▸ Requirements
Extract, verbatim, all lines starting at the one containing "For the benchmark, annotate every instance of the river" and ending with the final line of the listing, and no others.

————————

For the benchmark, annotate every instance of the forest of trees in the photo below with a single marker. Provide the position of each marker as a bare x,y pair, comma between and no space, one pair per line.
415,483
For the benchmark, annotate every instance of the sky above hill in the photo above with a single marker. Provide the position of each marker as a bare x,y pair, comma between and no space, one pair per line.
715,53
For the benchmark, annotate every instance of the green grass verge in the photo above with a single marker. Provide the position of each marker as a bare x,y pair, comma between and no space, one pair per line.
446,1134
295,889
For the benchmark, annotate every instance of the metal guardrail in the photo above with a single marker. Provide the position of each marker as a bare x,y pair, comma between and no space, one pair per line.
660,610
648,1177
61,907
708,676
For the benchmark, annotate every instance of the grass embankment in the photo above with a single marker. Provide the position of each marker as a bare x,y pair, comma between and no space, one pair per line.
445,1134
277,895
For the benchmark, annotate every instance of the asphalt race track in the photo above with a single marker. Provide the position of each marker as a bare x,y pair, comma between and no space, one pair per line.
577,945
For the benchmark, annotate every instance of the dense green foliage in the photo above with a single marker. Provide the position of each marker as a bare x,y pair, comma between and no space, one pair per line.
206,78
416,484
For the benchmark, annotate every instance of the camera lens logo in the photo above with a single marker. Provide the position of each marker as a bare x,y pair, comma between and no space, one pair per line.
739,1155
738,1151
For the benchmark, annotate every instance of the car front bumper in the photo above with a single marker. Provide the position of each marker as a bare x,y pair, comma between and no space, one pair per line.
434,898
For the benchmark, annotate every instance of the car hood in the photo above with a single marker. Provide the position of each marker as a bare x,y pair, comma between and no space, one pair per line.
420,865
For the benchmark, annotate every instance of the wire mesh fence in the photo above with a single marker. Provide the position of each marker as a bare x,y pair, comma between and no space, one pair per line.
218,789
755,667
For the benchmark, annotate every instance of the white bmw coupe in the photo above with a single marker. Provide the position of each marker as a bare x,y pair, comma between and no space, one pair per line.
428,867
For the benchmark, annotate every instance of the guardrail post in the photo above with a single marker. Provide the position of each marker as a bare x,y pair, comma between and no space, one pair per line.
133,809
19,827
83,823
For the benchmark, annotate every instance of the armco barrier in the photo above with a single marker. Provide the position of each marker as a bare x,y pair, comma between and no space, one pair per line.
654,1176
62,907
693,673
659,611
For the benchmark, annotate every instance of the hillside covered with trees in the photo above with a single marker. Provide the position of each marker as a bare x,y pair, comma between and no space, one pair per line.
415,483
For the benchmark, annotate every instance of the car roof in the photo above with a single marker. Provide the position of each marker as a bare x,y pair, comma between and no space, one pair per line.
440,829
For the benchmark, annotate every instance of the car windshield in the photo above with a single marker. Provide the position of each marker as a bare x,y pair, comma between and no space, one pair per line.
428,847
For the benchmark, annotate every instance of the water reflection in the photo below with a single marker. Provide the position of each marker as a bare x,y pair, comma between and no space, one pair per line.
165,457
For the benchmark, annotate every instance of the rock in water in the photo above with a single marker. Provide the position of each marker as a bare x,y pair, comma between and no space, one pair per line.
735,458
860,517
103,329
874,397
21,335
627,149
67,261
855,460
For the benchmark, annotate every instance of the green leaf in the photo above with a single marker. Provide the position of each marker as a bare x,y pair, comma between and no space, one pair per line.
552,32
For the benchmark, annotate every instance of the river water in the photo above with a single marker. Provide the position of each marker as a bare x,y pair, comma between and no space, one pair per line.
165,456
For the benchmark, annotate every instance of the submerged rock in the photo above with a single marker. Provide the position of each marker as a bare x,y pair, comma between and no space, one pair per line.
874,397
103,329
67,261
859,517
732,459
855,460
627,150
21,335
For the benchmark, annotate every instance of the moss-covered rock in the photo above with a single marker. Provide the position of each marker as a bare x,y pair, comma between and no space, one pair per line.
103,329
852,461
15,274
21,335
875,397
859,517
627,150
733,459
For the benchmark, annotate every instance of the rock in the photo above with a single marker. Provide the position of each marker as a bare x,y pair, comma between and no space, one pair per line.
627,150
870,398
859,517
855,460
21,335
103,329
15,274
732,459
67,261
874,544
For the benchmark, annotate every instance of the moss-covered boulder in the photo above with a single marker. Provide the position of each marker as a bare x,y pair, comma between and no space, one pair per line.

————————

▸ Exercise result
For the benchmark, annotate every instance of the river water in the photo above with a single marker. Provide the position of each marker as a bare x,y pair, comma between and no space, one pair per line.
165,456
For the benchmark, annotate every instance of the submerged rock in the photo above with a single marker. Provide the position of each marker as a bare x,y pair, comma between and no space, one pair per line.
874,397
103,329
67,261
859,517
732,459
855,460
627,150
21,335
For the benchmark, annotate every instance of the moss-covered rock in the photo above with a single marker. Provide the position of each marker as a bare x,y pair, comma between and no space, one pair per line.
103,329
852,461
15,274
21,335
875,397
859,517
627,150
733,459
For the benchmark, annotate every instance of the rock in the photo above with a single marker. Provide the position of each marker as a bare x,y pair, comma between and no space, one pair per line.
627,150
870,398
859,517
855,460
21,335
103,329
15,274
732,459
67,261
874,544
For the benchmark, annotate every instance of the moss-covered boulder in the photo above with a single marker. Provide the position of each marker as a bare x,y pair, comma between and no space, one pair per line.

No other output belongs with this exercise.